== WHAT THE TASK ASKS ==
Every entry should appear in your answer exactly as it does here.

+ + +

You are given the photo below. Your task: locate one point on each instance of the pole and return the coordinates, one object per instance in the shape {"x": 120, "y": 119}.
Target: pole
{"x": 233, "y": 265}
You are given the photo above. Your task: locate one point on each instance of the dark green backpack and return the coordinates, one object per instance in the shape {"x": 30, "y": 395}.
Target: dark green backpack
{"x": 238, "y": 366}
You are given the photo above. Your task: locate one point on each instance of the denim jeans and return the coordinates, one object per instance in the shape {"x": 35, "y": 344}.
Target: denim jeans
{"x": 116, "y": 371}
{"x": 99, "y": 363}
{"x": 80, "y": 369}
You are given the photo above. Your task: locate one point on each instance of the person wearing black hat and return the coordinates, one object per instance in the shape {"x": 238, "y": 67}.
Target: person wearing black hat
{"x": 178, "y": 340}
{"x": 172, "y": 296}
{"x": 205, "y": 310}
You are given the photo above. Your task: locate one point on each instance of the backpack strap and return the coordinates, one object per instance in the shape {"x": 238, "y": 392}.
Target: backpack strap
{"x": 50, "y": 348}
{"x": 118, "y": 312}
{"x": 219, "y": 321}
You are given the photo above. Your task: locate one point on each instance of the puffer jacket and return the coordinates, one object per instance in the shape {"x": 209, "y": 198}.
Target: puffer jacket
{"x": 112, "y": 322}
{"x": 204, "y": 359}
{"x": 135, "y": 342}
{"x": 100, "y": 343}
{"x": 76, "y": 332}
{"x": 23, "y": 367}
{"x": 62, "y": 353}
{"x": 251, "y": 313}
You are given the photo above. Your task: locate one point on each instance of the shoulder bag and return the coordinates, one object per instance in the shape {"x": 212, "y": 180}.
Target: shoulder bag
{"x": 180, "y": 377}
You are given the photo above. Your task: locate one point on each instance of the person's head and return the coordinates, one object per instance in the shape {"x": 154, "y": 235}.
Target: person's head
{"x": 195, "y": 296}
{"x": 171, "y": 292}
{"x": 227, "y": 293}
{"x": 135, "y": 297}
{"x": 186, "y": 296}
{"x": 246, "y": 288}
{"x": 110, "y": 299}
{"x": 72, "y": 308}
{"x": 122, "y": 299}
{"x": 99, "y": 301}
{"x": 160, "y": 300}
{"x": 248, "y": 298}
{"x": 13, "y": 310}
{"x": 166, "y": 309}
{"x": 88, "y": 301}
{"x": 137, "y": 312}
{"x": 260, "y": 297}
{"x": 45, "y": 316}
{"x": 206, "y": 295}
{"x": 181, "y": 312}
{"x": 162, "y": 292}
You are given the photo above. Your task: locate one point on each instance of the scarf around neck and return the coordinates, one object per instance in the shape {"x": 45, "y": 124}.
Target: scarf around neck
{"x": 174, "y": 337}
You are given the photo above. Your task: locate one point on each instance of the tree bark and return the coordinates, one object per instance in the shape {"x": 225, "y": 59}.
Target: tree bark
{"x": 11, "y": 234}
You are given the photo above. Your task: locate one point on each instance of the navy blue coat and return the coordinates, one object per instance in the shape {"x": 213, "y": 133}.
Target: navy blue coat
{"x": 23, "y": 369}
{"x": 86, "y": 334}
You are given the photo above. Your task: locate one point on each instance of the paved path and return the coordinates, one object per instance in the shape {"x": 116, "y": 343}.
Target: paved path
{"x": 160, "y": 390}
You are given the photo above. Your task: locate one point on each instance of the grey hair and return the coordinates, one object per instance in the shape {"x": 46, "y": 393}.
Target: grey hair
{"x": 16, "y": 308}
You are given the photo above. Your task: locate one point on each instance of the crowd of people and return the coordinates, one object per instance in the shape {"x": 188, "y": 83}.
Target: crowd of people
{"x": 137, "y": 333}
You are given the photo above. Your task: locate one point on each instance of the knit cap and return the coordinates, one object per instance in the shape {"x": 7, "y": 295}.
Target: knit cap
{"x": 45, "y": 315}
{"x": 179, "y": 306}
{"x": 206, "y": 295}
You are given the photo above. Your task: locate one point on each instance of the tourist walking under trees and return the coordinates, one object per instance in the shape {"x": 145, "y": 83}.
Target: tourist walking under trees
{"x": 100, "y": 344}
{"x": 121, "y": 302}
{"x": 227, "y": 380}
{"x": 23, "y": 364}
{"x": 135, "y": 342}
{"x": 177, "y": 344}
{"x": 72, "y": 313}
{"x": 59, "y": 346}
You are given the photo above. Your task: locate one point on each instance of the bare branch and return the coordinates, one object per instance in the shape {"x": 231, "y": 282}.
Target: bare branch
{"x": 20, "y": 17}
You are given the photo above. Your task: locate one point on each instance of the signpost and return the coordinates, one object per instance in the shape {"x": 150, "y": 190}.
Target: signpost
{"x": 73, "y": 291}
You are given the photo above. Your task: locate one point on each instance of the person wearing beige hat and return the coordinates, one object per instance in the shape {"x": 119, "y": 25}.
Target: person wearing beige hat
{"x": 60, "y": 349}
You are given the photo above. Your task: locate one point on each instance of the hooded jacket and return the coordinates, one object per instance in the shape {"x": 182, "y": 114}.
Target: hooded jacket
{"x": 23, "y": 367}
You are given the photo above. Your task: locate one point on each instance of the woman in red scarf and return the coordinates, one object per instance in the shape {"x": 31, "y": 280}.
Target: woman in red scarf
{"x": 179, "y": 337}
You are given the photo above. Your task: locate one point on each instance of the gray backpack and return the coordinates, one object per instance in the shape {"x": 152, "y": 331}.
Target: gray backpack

+ + +

== ANSWER BOX ==
You are given the photo below. Your task: locate one point on each instance of the pole and return the coordinates, one object per instance in the shape {"x": 120, "y": 119}.
Target: pole
{"x": 233, "y": 265}
You are given the photo above. Your task: locate one point on each instance of the dark green backpack and return the coordinates, one object per instance in the shape {"x": 30, "y": 395}.
Target: dark green backpack
{"x": 238, "y": 366}
You are given the photo above. Your task: locate one point on each instance of the denim jeans and return the coordinates, one object per instance in the shape {"x": 35, "y": 344}.
Target: denim jeans
{"x": 116, "y": 371}
{"x": 99, "y": 363}
{"x": 80, "y": 369}
You are given the photo above. Your task: locate one point on each instance of the person wearing black hat and return the coordinates, one object per instance in the shape {"x": 238, "y": 67}.
Target: person wearing black hat
{"x": 178, "y": 340}
{"x": 172, "y": 296}
{"x": 205, "y": 310}
You are given the photo above. Your task: locate one point on each instance of the backpack strap and return the coordinates, one object per instance in the shape {"x": 238, "y": 392}.
Target: backpack strap
{"x": 50, "y": 348}
{"x": 118, "y": 312}
{"x": 219, "y": 321}
You are given the photo above. Your task: locate one point on each instance of the puffer jacket and return the coordinates, one object per instance in the shape {"x": 209, "y": 198}.
Target: puffer jacket
{"x": 112, "y": 322}
{"x": 204, "y": 359}
{"x": 135, "y": 342}
{"x": 100, "y": 343}
{"x": 76, "y": 332}
{"x": 23, "y": 367}
{"x": 62, "y": 353}
{"x": 251, "y": 313}
You are given the photo above. Your task: locate one point on each instance of the shoulder bag and return the coordinates, one object per instance in the shape {"x": 212, "y": 180}.
Target: shoulder bag
{"x": 180, "y": 377}
You are given the photo above. Your task: locate one point on each instance of the person's head and return the coordinates, one object per instance in the shape {"x": 154, "y": 235}.
Target: person's head
{"x": 195, "y": 296}
{"x": 171, "y": 292}
{"x": 227, "y": 293}
{"x": 135, "y": 297}
{"x": 186, "y": 296}
{"x": 246, "y": 288}
{"x": 110, "y": 299}
{"x": 72, "y": 308}
{"x": 122, "y": 299}
{"x": 99, "y": 301}
{"x": 160, "y": 300}
{"x": 248, "y": 298}
{"x": 13, "y": 310}
{"x": 166, "y": 309}
{"x": 88, "y": 301}
{"x": 137, "y": 312}
{"x": 260, "y": 297}
{"x": 45, "y": 316}
{"x": 206, "y": 295}
{"x": 181, "y": 312}
{"x": 162, "y": 292}
You are given the photo above. Your task: locate one point on each instance of the scarf around neck and return the coordinates, one object per instance in the shape {"x": 45, "y": 124}.
Target: scarf around neck
{"x": 174, "y": 337}
You are given the photo above. Your task: locate one point on each instance of the tree bark and return the coordinates, one object per instance in the shape {"x": 225, "y": 59}.
Target: tree bark
{"x": 11, "y": 234}
You are given the photo above. Your task: locate one point on each instance of the navy blue coat and return the coordinates, one object per instance in the shape {"x": 213, "y": 133}.
Target: navy blue coat
{"x": 23, "y": 369}
{"x": 86, "y": 334}
You are given the photo above. Your task: locate one point on each instance of the paved path and return the coordinates, one object per instance in the shape {"x": 116, "y": 343}.
Target: paved path
{"x": 160, "y": 390}
You are given the photo above. Your task: locate one point on each instance of the grey hair and return the coordinates, one object per instance in the shape {"x": 46, "y": 393}.
Target: grey hair
{"x": 16, "y": 308}
You are given the photo above. Your task: locate one point on each instance of the crowd of people and return the coordinates, one object per instance in the shape {"x": 188, "y": 83}.
Target: crowd of people
{"x": 137, "y": 333}
You are given the photo above. Your task: locate one point on each instance of the knit cap and return the coordinates, one object per instance in the shape {"x": 7, "y": 295}.
Target: knit cap
{"x": 45, "y": 315}
{"x": 179, "y": 306}
{"x": 206, "y": 295}
You are given the photo above. Your task: locate one point on each instance of the tourist walking under trees and return the coordinates, one object per instance in the shape {"x": 145, "y": 83}.
Target: tourist walking under trees
{"x": 100, "y": 344}
{"x": 121, "y": 302}
{"x": 227, "y": 380}
{"x": 23, "y": 364}
{"x": 135, "y": 342}
{"x": 177, "y": 344}
{"x": 72, "y": 313}
{"x": 59, "y": 346}
You are given the photo above. Your task: locate one point on each instance of the bare branch and return the coordinates, one object per instance in the shape {"x": 231, "y": 282}.
Target: bare branch
{"x": 20, "y": 17}
You are given the photo above. Your task: locate one point on each instance of the signpost and return the coordinates, one object per instance in the shape {"x": 150, "y": 190}.
Target: signpost
{"x": 73, "y": 291}
You are given the photo above. Your task: locate one point on each instance of the person wearing beige hat and return the coordinates, one object per instance in the shape {"x": 119, "y": 25}.
Target: person wearing beige hat
{"x": 60, "y": 349}
You are given the photo above. Your task: locate one point on each instance of the hooded jacket and return the coordinates, one object per instance in the shape {"x": 182, "y": 114}.
Target: hooded jacket
{"x": 23, "y": 367}
You are given the photo above. Your task: locate one point on each instance of the woman in red scarf and return the coordinates, one object per instance in the shape {"x": 31, "y": 280}.
Target: woman in red scarf
{"x": 179, "y": 337}
You are given the photo above. Your task: locate one point on each instance of the gray backpack and return the coordinates, one object per instance in the shape {"x": 152, "y": 331}.
Target: gray backpack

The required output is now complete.